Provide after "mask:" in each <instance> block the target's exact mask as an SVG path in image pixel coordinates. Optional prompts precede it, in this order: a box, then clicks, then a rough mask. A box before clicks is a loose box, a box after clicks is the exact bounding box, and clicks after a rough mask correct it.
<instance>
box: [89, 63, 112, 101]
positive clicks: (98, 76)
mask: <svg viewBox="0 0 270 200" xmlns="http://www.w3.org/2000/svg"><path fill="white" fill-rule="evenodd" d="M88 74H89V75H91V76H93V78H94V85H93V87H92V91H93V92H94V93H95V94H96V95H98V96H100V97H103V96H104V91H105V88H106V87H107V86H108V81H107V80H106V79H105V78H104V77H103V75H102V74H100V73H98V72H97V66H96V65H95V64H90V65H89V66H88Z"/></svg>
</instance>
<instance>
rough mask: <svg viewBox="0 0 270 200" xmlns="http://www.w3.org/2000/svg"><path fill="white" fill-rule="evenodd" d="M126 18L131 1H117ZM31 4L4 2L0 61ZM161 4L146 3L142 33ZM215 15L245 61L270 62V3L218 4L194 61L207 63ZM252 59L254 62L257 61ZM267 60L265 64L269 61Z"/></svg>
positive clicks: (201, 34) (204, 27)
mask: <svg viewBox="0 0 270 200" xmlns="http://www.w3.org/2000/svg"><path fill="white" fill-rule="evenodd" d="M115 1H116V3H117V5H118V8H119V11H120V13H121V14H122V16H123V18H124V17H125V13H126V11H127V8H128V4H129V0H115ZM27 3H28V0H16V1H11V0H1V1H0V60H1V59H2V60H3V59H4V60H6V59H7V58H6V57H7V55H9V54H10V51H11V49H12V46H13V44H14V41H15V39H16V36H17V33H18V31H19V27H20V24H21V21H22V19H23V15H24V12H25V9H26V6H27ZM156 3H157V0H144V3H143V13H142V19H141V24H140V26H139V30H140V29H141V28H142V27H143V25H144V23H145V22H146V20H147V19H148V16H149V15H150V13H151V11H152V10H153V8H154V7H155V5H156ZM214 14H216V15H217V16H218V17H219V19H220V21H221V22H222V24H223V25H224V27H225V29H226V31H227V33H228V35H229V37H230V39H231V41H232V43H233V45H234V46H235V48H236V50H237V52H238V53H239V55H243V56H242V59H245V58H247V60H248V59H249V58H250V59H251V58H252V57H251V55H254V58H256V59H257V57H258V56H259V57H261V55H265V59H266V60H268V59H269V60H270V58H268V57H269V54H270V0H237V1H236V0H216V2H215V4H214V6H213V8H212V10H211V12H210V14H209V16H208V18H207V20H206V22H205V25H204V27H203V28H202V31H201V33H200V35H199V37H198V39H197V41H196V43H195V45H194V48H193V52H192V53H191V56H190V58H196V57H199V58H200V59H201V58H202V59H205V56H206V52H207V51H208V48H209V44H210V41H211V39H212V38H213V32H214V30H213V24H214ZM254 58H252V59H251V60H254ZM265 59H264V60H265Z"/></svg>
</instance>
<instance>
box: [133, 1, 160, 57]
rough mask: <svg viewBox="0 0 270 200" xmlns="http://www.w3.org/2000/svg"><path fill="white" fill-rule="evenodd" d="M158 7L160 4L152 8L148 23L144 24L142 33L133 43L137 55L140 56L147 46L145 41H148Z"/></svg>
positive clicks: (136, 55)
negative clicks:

--------------------------------

From the records above, extract each line exactly as shown.

Reply:
Provide after "mask:" in each <instance> block the target's exact mask as an SVG path in image pixel coordinates. Optional prompts precede it, in this order: a box, then clicks, then a rough mask. A box before clicks is a loose box, a box after clicks is the exact bounding box, and clicks after a rough mask correct it.
<instance>
box: [89, 63, 112, 101]
positive clicks: (98, 76)
mask: <svg viewBox="0 0 270 200" xmlns="http://www.w3.org/2000/svg"><path fill="white" fill-rule="evenodd" d="M88 74H89V75H91V76H93V78H94V85H93V87H92V91H93V92H94V93H95V94H96V95H98V96H100V97H103V96H104V91H105V88H106V87H107V86H108V81H107V80H106V79H105V78H104V77H103V75H102V74H100V73H98V72H97V66H96V65H95V64H90V65H89V66H88Z"/></svg>
</instance>
<instance>
rough mask: <svg viewBox="0 0 270 200" xmlns="http://www.w3.org/2000/svg"><path fill="white" fill-rule="evenodd" d="M126 18L131 1H117ZM31 4L4 2L0 61ZM161 4L146 3L142 33ZM215 15L245 61L270 62V3L218 4L194 61L207 63ZM252 59L254 62L257 61ZM267 60L265 64L269 61Z"/></svg>
positive clicks: (201, 34) (204, 27)
mask: <svg viewBox="0 0 270 200" xmlns="http://www.w3.org/2000/svg"><path fill="white" fill-rule="evenodd" d="M115 1H116V3H117V5H118V8H119V11H120V13H121V14H122V16H123V18H124V17H125V13H126V11H127V8H128V4H129V0H115ZM27 3H28V0H16V1H11V0H1V1H0V60H1V59H2V60H3V59H4V60H6V59H7V58H6V57H7V55H9V54H10V51H11V49H12V46H13V44H14V41H15V39H16V36H17V33H18V31H19V27H20V24H21V21H22V19H23V15H24V12H25V9H26V6H27ZM156 3H157V0H144V3H143V13H142V19H141V24H140V26H139V30H140V29H141V28H142V27H143V25H144V23H145V22H146V20H147V19H148V16H149V15H150V13H151V11H152V10H153V8H154V7H155V5H156ZM214 14H216V15H217V16H218V17H219V19H220V21H221V22H222V24H223V25H224V27H225V29H226V31H227V33H228V35H229V37H230V39H231V41H232V43H233V45H234V46H235V48H236V50H237V52H238V53H239V55H243V56H242V59H245V58H247V60H248V59H249V58H250V59H251V58H252V57H251V55H254V58H256V59H257V57H258V56H259V57H261V55H265V59H266V60H268V59H269V60H270V58H268V57H269V54H270V0H237V1H236V0H216V2H215V4H214V6H213V8H212V10H211V12H210V14H209V16H208V18H207V20H206V22H205V25H204V27H203V28H202V31H201V33H200V35H199V37H198V39H197V41H196V43H195V45H194V48H193V52H192V53H191V56H190V58H196V57H199V58H200V59H201V58H202V59H205V56H206V52H207V51H208V48H209V44H210V41H211V39H212V38H213V32H214V30H213V24H214ZM254 58H252V59H251V60H254ZM265 59H264V60H265Z"/></svg>
</instance>
<instance>
box: [133, 1, 160, 57]
rough mask: <svg viewBox="0 0 270 200" xmlns="http://www.w3.org/2000/svg"><path fill="white" fill-rule="evenodd" d="M158 7L160 4L152 8L148 23L144 24L142 33L133 43L137 55L140 56L147 46L145 41H148Z"/></svg>
positive clicks: (136, 55)
negative clicks:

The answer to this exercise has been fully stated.